→ **Requirements**
Write out the lines below word for word, but leave the pictures out.
★ ★ ★ ★
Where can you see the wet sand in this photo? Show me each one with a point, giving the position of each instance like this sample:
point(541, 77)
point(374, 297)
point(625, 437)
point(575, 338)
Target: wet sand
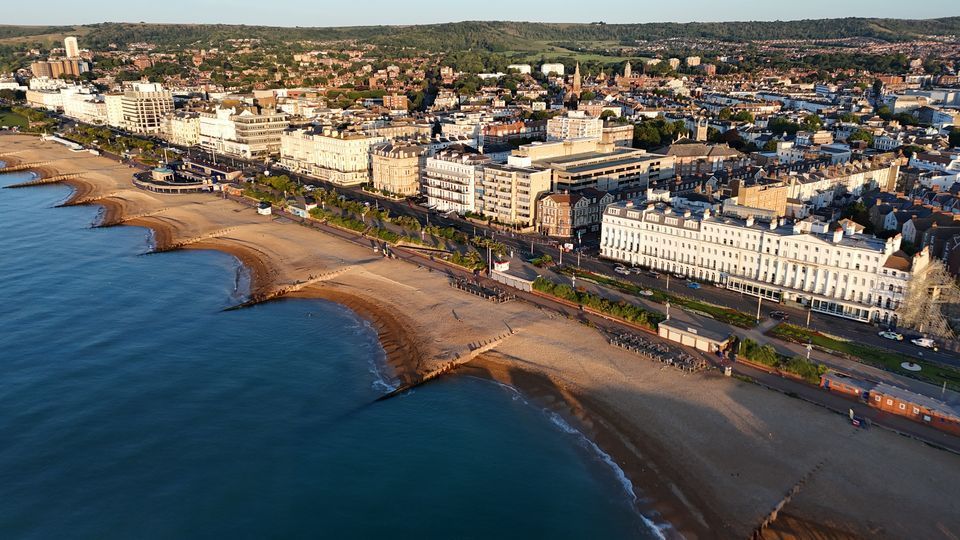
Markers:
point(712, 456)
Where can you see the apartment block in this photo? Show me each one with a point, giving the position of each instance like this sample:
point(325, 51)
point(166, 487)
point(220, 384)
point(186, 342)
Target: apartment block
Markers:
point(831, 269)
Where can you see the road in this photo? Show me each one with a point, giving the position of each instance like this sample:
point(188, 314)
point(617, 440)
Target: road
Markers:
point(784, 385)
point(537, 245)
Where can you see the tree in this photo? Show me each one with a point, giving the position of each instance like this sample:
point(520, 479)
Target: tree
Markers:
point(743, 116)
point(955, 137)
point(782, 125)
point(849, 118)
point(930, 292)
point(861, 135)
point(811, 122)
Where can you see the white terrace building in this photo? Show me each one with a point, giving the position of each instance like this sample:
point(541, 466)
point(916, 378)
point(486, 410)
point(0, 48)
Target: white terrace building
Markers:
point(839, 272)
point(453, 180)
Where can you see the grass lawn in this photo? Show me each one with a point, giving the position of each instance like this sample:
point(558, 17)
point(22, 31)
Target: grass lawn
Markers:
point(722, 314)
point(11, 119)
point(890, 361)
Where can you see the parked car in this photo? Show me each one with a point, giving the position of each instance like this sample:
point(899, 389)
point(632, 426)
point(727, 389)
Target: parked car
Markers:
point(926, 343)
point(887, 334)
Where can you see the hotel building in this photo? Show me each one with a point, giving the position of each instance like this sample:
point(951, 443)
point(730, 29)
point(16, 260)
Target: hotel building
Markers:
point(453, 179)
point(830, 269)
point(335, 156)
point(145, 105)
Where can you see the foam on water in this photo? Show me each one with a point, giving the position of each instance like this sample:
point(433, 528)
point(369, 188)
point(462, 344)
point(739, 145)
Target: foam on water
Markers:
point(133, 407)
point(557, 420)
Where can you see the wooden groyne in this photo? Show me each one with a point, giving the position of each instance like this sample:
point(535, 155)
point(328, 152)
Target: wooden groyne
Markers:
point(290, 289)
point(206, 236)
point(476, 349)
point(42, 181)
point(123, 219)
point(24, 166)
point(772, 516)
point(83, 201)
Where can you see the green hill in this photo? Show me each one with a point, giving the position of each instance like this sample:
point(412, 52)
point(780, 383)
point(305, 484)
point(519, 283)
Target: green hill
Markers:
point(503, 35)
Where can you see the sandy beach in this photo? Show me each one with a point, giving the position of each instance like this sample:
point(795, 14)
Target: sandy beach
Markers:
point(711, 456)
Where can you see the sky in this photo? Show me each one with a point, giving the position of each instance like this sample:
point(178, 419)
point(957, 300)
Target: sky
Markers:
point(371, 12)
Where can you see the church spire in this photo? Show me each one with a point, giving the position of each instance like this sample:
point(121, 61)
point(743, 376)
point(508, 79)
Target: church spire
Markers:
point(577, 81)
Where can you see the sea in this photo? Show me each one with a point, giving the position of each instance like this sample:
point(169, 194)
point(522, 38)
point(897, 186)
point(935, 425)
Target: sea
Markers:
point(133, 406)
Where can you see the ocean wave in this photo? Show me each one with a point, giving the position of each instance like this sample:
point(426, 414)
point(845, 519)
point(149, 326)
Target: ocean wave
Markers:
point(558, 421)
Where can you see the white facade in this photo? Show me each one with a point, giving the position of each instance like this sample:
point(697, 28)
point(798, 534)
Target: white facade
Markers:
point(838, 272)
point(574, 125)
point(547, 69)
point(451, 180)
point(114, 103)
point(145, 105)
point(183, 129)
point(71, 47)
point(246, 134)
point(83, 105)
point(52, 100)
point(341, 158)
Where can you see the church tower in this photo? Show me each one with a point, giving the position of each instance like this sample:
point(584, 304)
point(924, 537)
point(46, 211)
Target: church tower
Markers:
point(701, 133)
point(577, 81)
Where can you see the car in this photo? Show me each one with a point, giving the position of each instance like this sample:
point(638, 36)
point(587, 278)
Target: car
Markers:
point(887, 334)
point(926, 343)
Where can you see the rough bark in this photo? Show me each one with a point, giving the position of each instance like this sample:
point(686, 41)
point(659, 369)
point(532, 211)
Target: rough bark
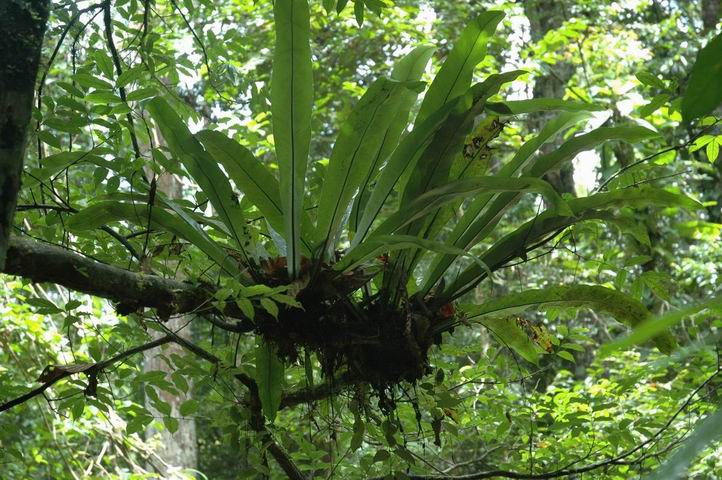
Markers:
★ ★ ★ ★
→ **Output for this exercise**
Where can you see the wet sand in this photo? Show me each one with a point, giving the position of each instance like this sample:
point(541, 77)
point(374, 297)
point(625, 437)
point(575, 338)
Target: wet sand
Markers:
point(712, 456)
Where can you see the apartment block in this photo? Show me each one with a point, giving the position of each instance like this sample:
point(325, 51)
point(166, 487)
point(220, 384)
point(186, 342)
Target: apartment block
Markers:
point(831, 269)
Where can you see the road in this photo? Show me each one with a point, giving the position of each instance like this sample:
point(188, 314)
point(617, 440)
Target: road
Markers:
point(784, 385)
point(537, 245)
Where can you see the tree in this photo? Show me each one with a point, giving the position of each instance like this sample:
point(520, 479)
Target: tree
Markers:
point(743, 116)
point(955, 137)
point(782, 125)
point(849, 118)
point(930, 292)
point(861, 135)
point(811, 122)
Where can you see the white terrace building in this photo? Show me each one with a point, giving the position of each instance like this sample:
point(541, 466)
point(916, 378)
point(486, 410)
point(0, 48)
Target: white terrace building
Markers:
point(839, 272)
point(453, 180)
Where can you see the grass lawn in this photo? Show me each one with a point, giving the position of each instance like this sample:
point(558, 17)
point(22, 31)
Target: grass lawn
Markers:
point(722, 314)
point(11, 119)
point(890, 361)
Where can you see the parked car in this photo? Show me each one with a point, giving the position of each instance like this sample:
point(899, 389)
point(632, 426)
point(727, 389)
Target: parked car
Markers:
point(926, 343)
point(887, 334)
Where can you see the hotel building in this photo? Show me each one with a point, giving the position of each instance like this sample:
point(951, 443)
point(730, 29)
point(16, 260)
Target: hotel building
Markers:
point(453, 179)
point(830, 269)
point(335, 156)
point(145, 105)
Where can you see the foam on water in this photo? Show me each one with a point, giving the position of each instance like this sample:
point(433, 528)
point(369, 188)
point(462, 344)
point(739, 145)
Target: foam on water
Markers:
point(133, 407)
point(557, 420)
Where can you see the wooden groyne in this photo? Show me each one with a point, giving the position of each instance like this sample:
point(535, 155)
point(328, 152)
Target: wooden groyne
Markers:
point(290, 289)
point(206, 236)
point(476, 349)
point(42, 181)
point(123, 219)
point(24, 166)
point(772, 516)
point(83, 201)
Where can you see the green hill in this photo? Show me each one with a point, giving the position of each instance like this sample:
point(412, 52)
point(780, 383)
point(305, 484)
point(519, 283)
Target: green hill
Markers:
point(503, 35)
Where can you see the sandy beach in this photo? Show me each one with a point, giving the position of each instance like this sample:
point(795, 14)
Target: sandy beach
Markers:
point(711, 456)
Where can you see the sky in this photo? Show me each one with a point, giving the position of each instance like this sample:
point(178, 419)
point(957, 300)
Target: sky
Markers:
point(371, 12)
Where can you see the church spire in this photo? Show me each one with a point, giving the position of each instance like this sample:
point(121, 61)
point(743, 376)
point(508, 79)
Target: church spire
Markers:
point(577, 81)
Where can you see the sea in this photo? Show me each one with a point, giving the position of each instance like this sample:
point(169, 194)
point(522, 38)
point(897, 186)
point(935, 425)
Target: sea
Markers:
point(133, 406)
Where can you see the ocean wave in this photo? Show me each one with a point, giving the position of each instance like this sample:
point(426, 414)
point(845, 519)
point(149, 326)
Target: ocean wave
Markers:
point(558, 421)
Where can you see the white facade in this photo? Show me each one with a point, giving the position of each instance like this sample:
point(697, 28)
point(798, 534)
Target: white facade
Markers:
point(838, 272)
point(574, 125)
point(547, 69)
point(451, 180)
point(114, 103)
point(145, 105)
point(183, 129)
point(71, 47)
point(246, 134)
point(83, 105)
point(52, 100)
point(341, 158)
Where can you see the church tower in this photo? Show me each one with a point, giving the position of each instance like this sample:
point(584, 304)
point(924, 537)
point(46, 211)
Target: church tower
Markers:
point(701, 133)
point(577, 81)
Where can you see the car in this photo? Show me each one with a point, giving the position of each instance like this sample:
point(638, 36)
point(587, 278)
Target: car
Markers:
point(887, 334)
point(926, 343)
Where can you see the rough bark in this photo? Show me each one with a point, giving the position of each instance like this sample:
point(686, 41)
point(659, 369)
point(532, 211)
Target: rough bark
Markers:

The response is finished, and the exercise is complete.